"""

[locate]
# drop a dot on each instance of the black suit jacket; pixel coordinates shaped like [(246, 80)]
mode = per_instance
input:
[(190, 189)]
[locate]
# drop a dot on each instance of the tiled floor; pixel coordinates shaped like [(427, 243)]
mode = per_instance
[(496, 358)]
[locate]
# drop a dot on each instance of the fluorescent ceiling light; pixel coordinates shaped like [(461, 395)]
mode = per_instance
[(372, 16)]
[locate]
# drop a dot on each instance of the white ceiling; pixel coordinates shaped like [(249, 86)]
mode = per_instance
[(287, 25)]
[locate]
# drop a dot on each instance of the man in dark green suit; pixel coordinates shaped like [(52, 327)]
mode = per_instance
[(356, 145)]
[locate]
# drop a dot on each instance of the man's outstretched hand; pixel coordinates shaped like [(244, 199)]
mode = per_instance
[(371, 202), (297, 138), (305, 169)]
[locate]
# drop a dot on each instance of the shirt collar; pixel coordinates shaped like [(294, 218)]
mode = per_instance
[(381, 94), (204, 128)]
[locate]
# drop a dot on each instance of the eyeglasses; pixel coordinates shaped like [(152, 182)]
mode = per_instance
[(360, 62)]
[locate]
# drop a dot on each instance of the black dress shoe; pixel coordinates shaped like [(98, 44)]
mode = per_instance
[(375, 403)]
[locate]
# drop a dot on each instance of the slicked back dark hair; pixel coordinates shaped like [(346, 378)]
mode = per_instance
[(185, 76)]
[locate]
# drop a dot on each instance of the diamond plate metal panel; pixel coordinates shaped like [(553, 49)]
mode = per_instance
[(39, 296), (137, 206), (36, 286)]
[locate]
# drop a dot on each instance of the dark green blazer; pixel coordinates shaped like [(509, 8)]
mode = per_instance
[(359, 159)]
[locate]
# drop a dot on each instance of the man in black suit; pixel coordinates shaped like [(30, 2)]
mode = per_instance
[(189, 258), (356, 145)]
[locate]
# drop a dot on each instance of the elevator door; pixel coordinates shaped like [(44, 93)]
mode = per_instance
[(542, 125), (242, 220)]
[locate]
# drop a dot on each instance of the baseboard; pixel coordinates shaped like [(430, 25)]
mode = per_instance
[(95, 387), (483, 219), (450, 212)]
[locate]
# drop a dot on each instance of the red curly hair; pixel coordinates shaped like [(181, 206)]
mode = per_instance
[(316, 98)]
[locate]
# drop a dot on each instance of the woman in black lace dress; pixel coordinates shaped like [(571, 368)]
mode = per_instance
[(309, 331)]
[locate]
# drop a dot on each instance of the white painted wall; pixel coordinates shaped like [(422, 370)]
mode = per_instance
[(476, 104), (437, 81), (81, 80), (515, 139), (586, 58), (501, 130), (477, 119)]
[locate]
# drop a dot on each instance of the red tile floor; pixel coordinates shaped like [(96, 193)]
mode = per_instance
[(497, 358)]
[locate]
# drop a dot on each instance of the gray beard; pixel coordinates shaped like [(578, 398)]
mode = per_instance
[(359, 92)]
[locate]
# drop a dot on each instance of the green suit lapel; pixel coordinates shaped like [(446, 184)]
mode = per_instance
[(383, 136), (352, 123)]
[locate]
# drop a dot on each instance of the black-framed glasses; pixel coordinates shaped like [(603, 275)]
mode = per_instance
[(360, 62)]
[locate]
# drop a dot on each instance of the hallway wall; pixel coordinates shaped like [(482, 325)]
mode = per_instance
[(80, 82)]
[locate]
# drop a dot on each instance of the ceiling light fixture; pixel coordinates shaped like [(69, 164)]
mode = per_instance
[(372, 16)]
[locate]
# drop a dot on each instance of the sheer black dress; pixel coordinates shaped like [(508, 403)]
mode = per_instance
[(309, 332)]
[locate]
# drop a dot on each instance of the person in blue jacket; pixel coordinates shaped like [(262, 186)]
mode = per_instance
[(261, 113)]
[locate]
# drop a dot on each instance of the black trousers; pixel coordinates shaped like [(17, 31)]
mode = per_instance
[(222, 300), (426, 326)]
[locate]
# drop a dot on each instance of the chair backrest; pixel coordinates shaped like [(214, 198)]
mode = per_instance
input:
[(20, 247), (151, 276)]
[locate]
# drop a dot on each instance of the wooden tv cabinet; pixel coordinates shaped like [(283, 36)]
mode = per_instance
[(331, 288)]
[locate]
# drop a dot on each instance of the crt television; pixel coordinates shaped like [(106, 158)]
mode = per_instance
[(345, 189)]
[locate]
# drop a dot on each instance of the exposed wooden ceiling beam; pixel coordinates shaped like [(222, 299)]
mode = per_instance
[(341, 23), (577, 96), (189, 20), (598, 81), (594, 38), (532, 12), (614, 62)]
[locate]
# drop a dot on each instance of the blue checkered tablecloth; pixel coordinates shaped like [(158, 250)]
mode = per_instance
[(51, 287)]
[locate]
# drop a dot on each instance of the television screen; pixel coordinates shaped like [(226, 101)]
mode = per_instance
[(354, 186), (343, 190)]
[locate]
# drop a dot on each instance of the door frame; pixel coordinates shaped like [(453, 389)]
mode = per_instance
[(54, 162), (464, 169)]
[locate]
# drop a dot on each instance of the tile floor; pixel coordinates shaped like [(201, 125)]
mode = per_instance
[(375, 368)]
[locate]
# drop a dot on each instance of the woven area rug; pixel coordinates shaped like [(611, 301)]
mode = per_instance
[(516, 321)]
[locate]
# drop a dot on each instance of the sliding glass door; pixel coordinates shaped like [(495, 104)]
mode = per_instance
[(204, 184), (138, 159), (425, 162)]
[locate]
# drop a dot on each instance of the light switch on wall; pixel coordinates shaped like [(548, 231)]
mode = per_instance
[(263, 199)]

"""

* [Problem details]: Copy out every item above, replacing "drop a dot" with "place a marker" wherever it occurs and keeping everything else the same.

* [Result for this task]:
[locate]
# place a marker on each instance of the black suit jacket; pixel coordinates shaped like [(246, 80)]
mode = per_instance
input:
[(190, 189)]
[locate]
# place a marker on each instance of the tiled floor; pixel coordinates shaped like [(427, 243)]
mode = per_instance
[(496, 358)]
[locate]
# place a marker on each instance of the fluorescent ceiling light; pixel coordinates shaped like [(461, 395)]
mode = per_instance
[(372, 16)]
[locate]
# place a marker on each instance of the white ceiling; pixel coordinates shaped like [(249, 86)]
mode = per_instance
[(287, 25)]
[locate]
# place a marker on each instance of the man in dark green suit; pixel coordinates shaped like [(52, 327)]
mode = per_instance
[(356, 145)]
[locate]
# place a marker on each instance of the man's outstretched hand; pixel coordinates shaped like [(244, 199)]
mode = per_instance
[(371, 202), (297, 138), (305, 169)]
[locate]
# place a marker on each instance of the shirt collar; pixel coordinates shaped like [(294, 218)]
mode = per_instance
[(381, 94), (204, 128)]
[locate]
# place a marker on each instance of the eyeglasses; pixel coordinates shaped like [(152, 182)]
mode = per_instance
[(360, 62)]
[locate]
# place a marker on each instance of the black dress shoe; pixel coordinates shaped like [(98, 44)]
mode = per_instance
[(375, 403)]
[locate]
# place a marker on each instance of the slicked back dark hair; pixel coordinates shaped like [(346, 378)]
mode = per_instance
[(185, 76)]
[locate]
# place a marker on each instance of the diamond plate metal panel; pixel coordinates shaped like [(553, 49)]
mode = per_instance
[(39, 296), (137, 206), (36, 286)]
[locate]
# place a marker on each instance of the dark green blazer; pixel coordinates shaped like [(509, 8)]
mode = per_instance
[(359, 159)]
[locate]
# place a marker on each instance of the man in black suit; pixel coordinates shaped like [(30, 2)]
mode = per_instance
[(189, 258), (356, 145)]
[locate]
# place a marker on each instance of the elevator door; pixel coordinates shaped like [(44, 93)]
mode = per_instance
[(542, 125), (242, 220)]
[locate]
# place a marker on each instance of the baseboard; pixel coordinates shaped like [(430, 25)]
mode = per_instance
[(95, 387), (483, 219), (450, 212)]
[locate]
# place a marker on each instance of the red curly hair; pixel coordinates shaped like [(181, 206)]
mode = per_instance
[(316, 98)]
[locate]
# place a marker on each instance of the woman in black lace dress; pixel coordinates shaped like [(571, 368)]
mode = per_instance
[(309, 331)]
[locate]
# place a marker on each instance of the white painted wall; pixel coordinates shaped like [(422, 370)]
mode = per_instance
[(476, 104), (437, 81), (81, 80), (515, 139), (586, 58), (501, 130), (477, 119)]
[locate]
# place a marker on each instance of the red tile floor; pixel coordinates shaped like [(96, 193)]
mode = per_instance
[(497, 358)]
[locate]
# place a marker on each instance of the gray beard; pixel coordinates shaped like [(578, 398)]
mode = per_instance
[(359, 92)]
[locate]
# place a marker on each instance of the green suit lapel; pixel coordinates shaped like [(446, 184)]
mode = per_instance
[(383, 136), (352, 123)]
[locate]
# place a marker on each instance of the black-framed glasses; pixel coordinates shaped like [(603, 275)]
mode = per_instance
[(360, 62)]
[locate]
# place a marker on each instance of the hallway wall; pixel coordinates shaped like [(482, 325)]
mode = per_instance
[(80, 82)]
[locate]
# place a marker on each instance of the ceiling light fixture; pixel coordinates shaped like [(69, 164)]
mode = per_instance
[(372, 16)]
[locate]
# place a marker on each instance of the sheer black dress; pixel coordinates shaped like [(508, 403)]
mode = per_instance
[(309, 332)]
[locate]
# place a marker on each instance of the person in blue jacket; pixel coordinates shaped like [(262, 186)]
mode = per_instance
[(261, 113)]
[locate]
# place a marker on each instance of the black trousers; pixel coordinates shaped like [(17, 31)]
mode = per_instance
[(222, 300), (426, 326)]
[locate]
# place a marker on each instance of the chair backrest; pixel coordinates shaped like [(214, 198)]
mode = per_instance
input:
[(20, 247), (151, 276)]
[locate]
# place a marker on each instance of the wooden tv cabinet; pixel coordinates shaped like [(283, 36)]
mode = per_instance
[(331, 288)]
[locate]
# place a marker on each instance of the crt television; pixel coordinates shaped like [(106, 158)]
mode = per_instance
[(345, 189)]
[locate]
# place a marker on each instance of the exposed wooden ceiling beam; pixel coordinates shaped like [(222, 299)]
mode = per_instance
[(341, 23), (577, 96), (189, 20), (598, 81), (594, 38), (532, 12), (614, 62)]
[locate]
# place a marker on each instance of the blue checkered tablecloth; pixel coordinates shaped like [(158, 250)]
mode = per_instance
[(51, 287)]
[locate]
# place a marker on each instance of the television screen; pixel coordinates shaped like [(226, 101)]
mode = per_instance
[(354, 186), (343, 190)]
[locate]
# place a marker on each instance of the door frame; pixel coordinates shaped like [(453, 389)]
mode = per_instance
[(54, 162), (464, 169)]
[locate]
# place a marker on each instance of the tile floor; pixel coordinates shaped like [(201, 125)]
mode = per_instance
[(375, 368)]
[locate]
# place a marker on each instance of the woven area rug; pixel coordinates shaped like [(611, 301)]
mode = per_instance
[(516, 321)]
[locate]
# place a marker on each instance of the sliding glass door; pixel coordinates shaped like [(495, 104)]
mode = per_instance
[(204, 184), (138, 159), (425, 162)]
[locate]
# place a marker on each instance of the light switch on wall; pixel coordinates shaped like [(548, 231)]
mode = per_instance
[(263, 199)]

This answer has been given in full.